-- Job --
Write each record again exactly as it stands.

Records of labeled points
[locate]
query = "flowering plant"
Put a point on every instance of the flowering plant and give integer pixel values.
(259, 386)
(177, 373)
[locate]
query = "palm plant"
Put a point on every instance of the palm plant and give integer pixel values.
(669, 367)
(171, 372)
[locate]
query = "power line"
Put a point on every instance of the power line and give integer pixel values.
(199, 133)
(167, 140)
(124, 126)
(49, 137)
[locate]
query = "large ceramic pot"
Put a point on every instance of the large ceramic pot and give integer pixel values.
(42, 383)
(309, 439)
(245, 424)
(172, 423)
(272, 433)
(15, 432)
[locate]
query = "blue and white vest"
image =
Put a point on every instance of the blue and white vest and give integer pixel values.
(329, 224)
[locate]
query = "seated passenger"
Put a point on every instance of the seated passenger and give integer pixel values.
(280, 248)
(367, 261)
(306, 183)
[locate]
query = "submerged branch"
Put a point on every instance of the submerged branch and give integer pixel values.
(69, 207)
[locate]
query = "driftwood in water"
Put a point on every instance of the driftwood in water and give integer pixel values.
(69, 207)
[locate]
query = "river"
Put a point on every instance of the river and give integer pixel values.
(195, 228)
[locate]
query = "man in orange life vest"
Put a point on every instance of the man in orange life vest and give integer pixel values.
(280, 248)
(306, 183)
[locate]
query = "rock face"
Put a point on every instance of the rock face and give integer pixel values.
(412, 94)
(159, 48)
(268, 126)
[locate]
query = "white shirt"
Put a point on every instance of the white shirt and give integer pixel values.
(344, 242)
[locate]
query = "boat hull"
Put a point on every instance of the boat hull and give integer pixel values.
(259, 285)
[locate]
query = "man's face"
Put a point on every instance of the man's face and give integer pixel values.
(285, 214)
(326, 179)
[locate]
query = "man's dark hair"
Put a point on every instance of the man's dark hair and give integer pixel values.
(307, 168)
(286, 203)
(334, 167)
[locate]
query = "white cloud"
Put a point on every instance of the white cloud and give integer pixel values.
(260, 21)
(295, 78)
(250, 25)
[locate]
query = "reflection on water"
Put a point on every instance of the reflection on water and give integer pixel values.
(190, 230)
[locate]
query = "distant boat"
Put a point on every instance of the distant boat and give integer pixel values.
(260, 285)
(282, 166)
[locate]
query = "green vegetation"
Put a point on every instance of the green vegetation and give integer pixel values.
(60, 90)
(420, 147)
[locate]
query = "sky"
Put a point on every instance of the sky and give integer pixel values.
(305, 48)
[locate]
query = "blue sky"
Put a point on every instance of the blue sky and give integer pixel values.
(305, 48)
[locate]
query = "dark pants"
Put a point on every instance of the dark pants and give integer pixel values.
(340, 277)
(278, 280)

-- Final result --
[locate]
query = "flowering plant"
Put a point on every instance of the flowering plant and give integer pixel values.
(259, 386)
(177, 373)
[locate]
query = "palm plant"
Put a point on every instance of the palm plant and give integer pixel values.
(669, 367)
(171, 372)
[locate]
query = "power line"
Put a point on every instance of the power line and give integer pixel values.
(199, 133)
(167, 140)
(124, 126)
(49, 137)
[locate]
query = "large ceramic pot"
Put a point on every instance of the large ceramic pot and give integer pixel values.
(42, 383)
(309, 439)
(245, 424)
(172, 423)
(272, 433)
(15, 432)
[locate]
query = "blue and white vest"
image =
Put a point on every instance of the blue and white vest and give integer pixel values.
(329, 224)
[locate]
query = "seated passenger"
Put a point on every instance of the seated passenger and give integer pixel values.
(280, 248)
(367, 261)
(306, 183)
[locate]
query = "submerged branch"
Put a point on every instance of the submerged branch and give integer pixel values.
(69, 207)
[locate]
query = "driftwood in water"
Put a point on every instance of the driftwood in water and give integer pixel values.
(69, 207)
[locate]
query = "river"
Put a point on every instance of the river and give integer pixel values.
(195, 228)
[locate]
query = "man in orange life vest"
Put a point on every instance of the man in orange life vest and give integer pixel values.
(280, 248)
(306, 183)
[locate]
query = "rock face"
Put a point on every instance of the rock face and give integer pixel values.
(412, 94)
(159, 48)
(268, 126)
[locate]
query = "white shirt"
Put a point on every instance of the white shirt and give integer pixel values.
(344, 242)
[locate]
query = "boat hull"
Put a point on every instance of the boat hull and give integer pixel values.
(259, 285)
[locate]
query = "man's face"
Put a point on every instance of the man's face and give integer pixel values.
(285, 214)
(326, 179)
[locate]
query = "man's dark hair"
Put a point on every instance of the man's dark hair and give integer pixel values.
(307, 168)
(286, 203)
(334, 167)
[locate]
query = "white cloud"
Put a point on every instance of the white cloud and give integer pixel values.
(260, 21)
(295, 78)
(250, 25)
[locate]
query = "reflection on water"
Put a point on every instance of the reflection on water and give integer pixel values.
(190, 230)
[locate]
query = "distant boat"
Put a point on every instance of the distant boat and give integer pixel values.
(260, 285)
(282, 166)
[locate]
query = "green vegetation"
Put a point on every instance of the green vegetation and give integer pixel values.
(60, 90)
(420, 147)
[locate]
query = "sky"
Put a point on every instance of the sky and give integer pixel values.
(305, 48)
[locate]
query = "blue sky"
Put a point on every instance of the blue sky and give integer pixel values.
(305, 48)
[locate]
query = "dark pants"
Put a point on every instance of the dark pants and give integer pixel values.
(340, 277)
(278, 280)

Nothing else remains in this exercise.